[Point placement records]
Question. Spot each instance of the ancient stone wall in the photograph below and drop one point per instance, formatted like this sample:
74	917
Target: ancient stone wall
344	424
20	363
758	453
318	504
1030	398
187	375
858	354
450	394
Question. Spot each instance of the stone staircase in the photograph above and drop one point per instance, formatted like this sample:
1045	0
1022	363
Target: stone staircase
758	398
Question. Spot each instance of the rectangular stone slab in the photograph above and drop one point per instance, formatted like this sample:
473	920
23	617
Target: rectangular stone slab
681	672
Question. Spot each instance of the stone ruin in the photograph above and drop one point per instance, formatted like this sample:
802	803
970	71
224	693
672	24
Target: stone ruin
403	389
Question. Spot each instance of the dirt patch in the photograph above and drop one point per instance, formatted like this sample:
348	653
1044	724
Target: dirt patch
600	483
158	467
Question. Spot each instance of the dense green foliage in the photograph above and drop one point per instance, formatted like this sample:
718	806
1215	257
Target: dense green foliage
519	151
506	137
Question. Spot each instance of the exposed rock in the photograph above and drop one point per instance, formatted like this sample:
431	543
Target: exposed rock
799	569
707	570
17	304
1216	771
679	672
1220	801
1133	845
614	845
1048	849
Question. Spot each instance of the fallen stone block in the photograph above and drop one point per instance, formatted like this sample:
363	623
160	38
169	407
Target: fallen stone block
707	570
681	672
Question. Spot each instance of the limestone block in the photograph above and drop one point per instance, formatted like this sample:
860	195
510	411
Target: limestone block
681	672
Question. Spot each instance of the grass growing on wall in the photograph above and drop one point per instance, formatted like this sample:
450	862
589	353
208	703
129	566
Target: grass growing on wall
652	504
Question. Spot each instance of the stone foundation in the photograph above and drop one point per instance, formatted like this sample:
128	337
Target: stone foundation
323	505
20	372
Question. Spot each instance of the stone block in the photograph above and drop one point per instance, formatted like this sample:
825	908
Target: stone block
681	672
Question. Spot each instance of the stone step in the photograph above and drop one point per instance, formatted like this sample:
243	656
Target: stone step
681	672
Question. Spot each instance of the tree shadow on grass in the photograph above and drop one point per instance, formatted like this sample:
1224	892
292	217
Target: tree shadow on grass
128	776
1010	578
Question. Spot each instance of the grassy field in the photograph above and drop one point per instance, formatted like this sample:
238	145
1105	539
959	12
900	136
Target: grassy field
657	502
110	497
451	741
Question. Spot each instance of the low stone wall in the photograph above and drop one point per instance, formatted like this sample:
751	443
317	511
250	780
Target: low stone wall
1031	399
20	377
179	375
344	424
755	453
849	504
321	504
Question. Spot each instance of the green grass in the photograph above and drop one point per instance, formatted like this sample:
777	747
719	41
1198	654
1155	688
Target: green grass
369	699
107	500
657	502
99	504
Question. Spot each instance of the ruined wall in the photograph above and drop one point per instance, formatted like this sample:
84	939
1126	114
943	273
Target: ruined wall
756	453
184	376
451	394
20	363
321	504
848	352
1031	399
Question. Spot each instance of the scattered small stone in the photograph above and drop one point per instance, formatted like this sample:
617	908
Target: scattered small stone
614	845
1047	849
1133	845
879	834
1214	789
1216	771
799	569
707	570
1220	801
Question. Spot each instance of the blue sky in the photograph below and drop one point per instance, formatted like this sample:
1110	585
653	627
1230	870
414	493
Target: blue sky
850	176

> [STATED GOAL] Print the lines of the material from the one containing "Question. Spot each instance of the blue" through the final line, copying each character unchanged.

> [THE RESULT]
Question. Spot each instance of the blue sky in the photograph below and drop one point per instance, formatted like this sample:
1110	585
653	627
1230	870
414	493
Target: blue sky
850	176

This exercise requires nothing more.